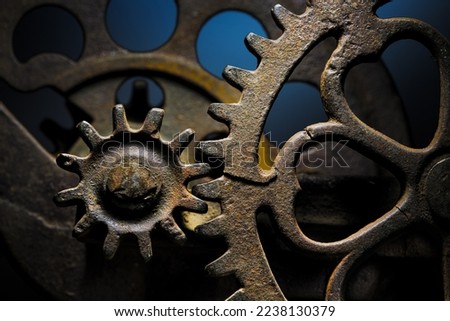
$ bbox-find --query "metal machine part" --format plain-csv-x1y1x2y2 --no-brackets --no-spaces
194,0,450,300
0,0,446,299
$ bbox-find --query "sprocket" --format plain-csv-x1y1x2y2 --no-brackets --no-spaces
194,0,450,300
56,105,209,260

--

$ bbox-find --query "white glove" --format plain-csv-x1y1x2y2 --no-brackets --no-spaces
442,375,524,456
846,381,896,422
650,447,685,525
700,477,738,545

Your task ▸ Pull out every line of the data above that contains the string "query", matching case exactly.

Output ▸
$ bbox-find --query "metal machine part" --format plain-csv-x1y1x2y2 --no-brackets --no-spaces
$ bbox-find --query "sprocket" --format plain-csv-x1y1x2y2 --no-brackets --no-spaces
$ bbox-find --query "white glove" --format plain-csv-x1y1x2y2 --no-brackets --no-spaces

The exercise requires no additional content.